Pick out each line of the listing below that contains the word "fuselage", and write those lines out in full. Case counts, so a line matches only if its letters are capitalized the same way as "fuselage".
====================
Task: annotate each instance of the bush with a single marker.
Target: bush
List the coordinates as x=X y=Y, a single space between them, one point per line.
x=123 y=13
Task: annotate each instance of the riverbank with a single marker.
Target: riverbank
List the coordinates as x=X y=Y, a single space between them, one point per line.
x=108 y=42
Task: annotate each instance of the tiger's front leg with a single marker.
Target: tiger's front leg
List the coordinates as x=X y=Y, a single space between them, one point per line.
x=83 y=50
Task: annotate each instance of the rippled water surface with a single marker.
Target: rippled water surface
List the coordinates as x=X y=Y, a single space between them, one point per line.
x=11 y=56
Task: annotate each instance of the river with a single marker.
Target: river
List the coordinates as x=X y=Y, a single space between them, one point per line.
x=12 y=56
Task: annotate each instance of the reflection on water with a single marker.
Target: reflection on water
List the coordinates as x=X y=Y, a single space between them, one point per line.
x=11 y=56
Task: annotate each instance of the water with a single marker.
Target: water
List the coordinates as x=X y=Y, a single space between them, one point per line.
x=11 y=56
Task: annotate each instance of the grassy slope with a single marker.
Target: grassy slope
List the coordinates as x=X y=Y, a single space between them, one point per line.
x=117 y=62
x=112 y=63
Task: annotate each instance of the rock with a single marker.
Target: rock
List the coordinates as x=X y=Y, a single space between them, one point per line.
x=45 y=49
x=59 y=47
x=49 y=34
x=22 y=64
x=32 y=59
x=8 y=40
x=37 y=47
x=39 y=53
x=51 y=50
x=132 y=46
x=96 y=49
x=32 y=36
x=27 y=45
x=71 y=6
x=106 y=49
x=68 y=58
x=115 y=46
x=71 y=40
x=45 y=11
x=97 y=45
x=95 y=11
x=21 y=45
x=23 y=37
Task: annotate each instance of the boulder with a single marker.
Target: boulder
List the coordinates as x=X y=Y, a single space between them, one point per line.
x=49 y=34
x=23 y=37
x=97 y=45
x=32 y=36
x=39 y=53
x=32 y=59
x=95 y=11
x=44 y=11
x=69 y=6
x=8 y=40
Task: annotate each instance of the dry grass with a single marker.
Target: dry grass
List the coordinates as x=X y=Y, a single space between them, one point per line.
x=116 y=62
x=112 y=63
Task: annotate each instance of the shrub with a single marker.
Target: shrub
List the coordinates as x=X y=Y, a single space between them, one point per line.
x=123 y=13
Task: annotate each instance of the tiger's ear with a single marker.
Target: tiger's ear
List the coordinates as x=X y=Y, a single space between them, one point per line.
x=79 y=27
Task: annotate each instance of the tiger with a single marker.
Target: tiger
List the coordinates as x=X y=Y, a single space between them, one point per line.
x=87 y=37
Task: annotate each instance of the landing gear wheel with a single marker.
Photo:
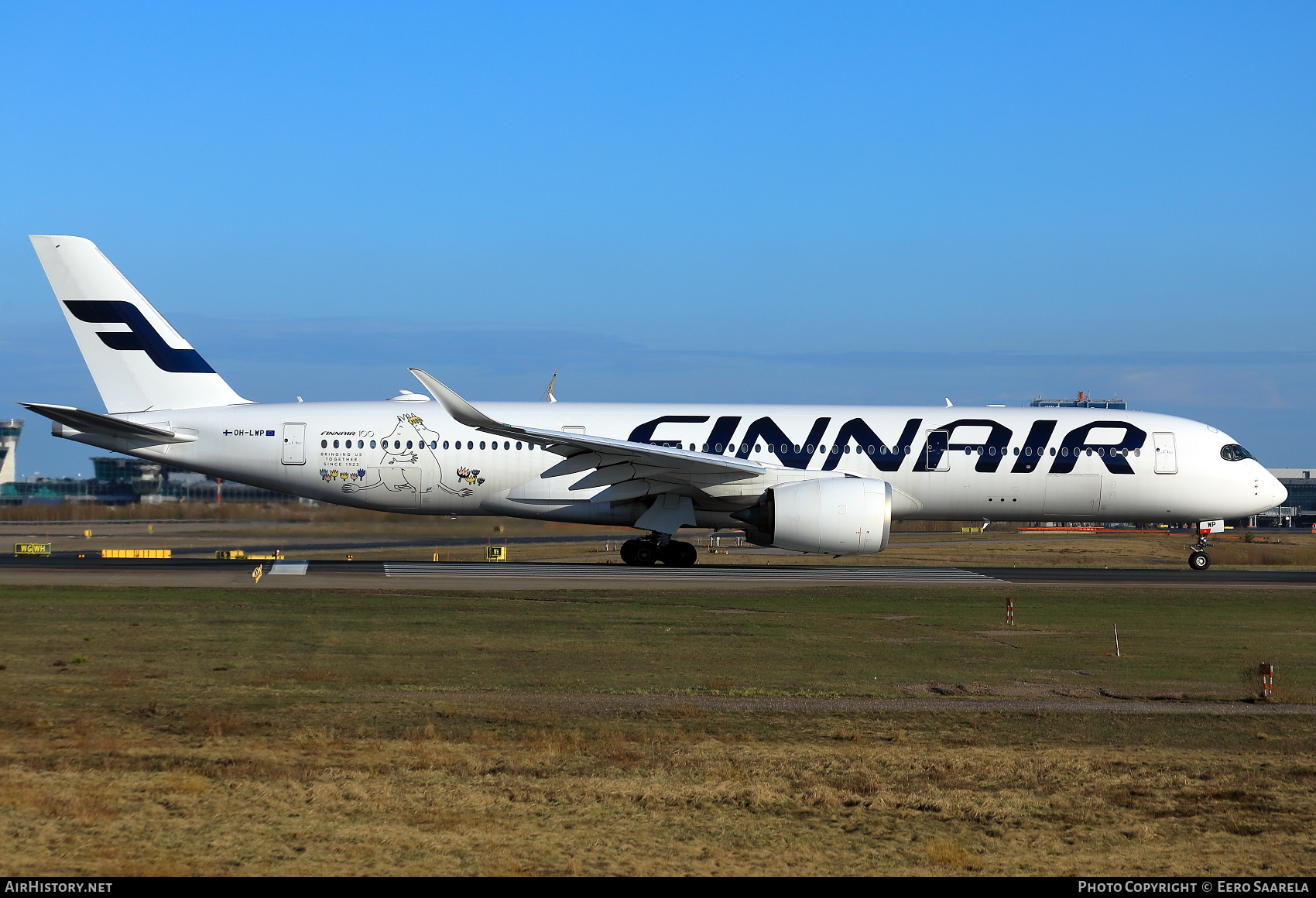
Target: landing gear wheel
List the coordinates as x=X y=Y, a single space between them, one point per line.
x=680 y=554
x=643 y=554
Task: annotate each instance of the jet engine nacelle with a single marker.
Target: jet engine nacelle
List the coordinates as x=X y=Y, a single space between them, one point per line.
x=838 y=515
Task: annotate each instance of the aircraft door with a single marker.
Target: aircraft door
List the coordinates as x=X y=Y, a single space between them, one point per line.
x=938 y=451
x=295 y=444
x=1165 y=458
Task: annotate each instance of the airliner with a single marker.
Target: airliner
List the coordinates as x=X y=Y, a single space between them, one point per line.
x=807 y=478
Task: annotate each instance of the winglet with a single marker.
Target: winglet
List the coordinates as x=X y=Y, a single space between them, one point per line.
x=462 y=411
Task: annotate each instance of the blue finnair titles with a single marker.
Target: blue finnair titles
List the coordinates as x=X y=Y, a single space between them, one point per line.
x=825 y=478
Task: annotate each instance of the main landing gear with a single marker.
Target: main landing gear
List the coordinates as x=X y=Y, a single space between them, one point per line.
x=658 y=547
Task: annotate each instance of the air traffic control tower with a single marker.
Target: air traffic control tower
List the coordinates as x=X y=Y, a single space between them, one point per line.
x=9 y=432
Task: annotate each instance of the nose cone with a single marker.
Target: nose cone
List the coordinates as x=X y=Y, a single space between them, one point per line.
x=1278 y=492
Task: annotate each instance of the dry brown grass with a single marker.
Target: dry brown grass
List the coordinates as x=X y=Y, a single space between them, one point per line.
x=471 y=793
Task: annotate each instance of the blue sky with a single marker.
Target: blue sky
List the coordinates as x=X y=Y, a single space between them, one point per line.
x=869 y=203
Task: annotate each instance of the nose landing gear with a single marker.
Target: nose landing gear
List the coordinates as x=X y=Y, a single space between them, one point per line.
x=658 y=547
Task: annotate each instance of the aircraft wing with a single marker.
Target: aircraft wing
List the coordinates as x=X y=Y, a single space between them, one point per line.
x=628 y=469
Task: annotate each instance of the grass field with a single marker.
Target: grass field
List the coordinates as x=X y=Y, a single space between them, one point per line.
x=333 y=533
x=263 y=731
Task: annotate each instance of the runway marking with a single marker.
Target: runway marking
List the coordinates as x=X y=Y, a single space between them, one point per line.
x=616 y=572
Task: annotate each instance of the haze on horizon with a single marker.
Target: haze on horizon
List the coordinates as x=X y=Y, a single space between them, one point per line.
x=770 y=203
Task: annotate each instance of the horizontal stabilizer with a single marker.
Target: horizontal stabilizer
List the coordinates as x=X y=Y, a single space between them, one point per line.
x=86 y=422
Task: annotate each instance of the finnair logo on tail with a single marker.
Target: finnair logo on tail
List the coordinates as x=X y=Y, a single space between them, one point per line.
x=141 y=334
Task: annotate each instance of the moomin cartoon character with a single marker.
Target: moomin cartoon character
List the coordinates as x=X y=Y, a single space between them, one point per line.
x=404 y=448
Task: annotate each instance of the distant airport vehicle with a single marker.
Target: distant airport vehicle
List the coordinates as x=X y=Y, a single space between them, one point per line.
x=811 y=478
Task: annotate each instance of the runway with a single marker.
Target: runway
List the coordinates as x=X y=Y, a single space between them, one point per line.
x=562 y=576
x=783 y=573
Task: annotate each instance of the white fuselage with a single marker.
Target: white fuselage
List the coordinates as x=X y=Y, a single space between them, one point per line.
x=949 y=464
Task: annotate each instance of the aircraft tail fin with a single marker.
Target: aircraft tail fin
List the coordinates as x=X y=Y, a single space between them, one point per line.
x=135 y=358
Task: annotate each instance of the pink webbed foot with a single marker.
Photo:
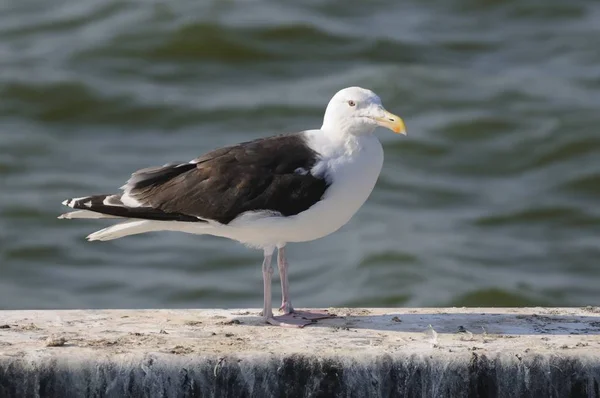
====================
[Full output]
Task: annotate each instance of the white fuselage with a single marker.
Target: white fuselage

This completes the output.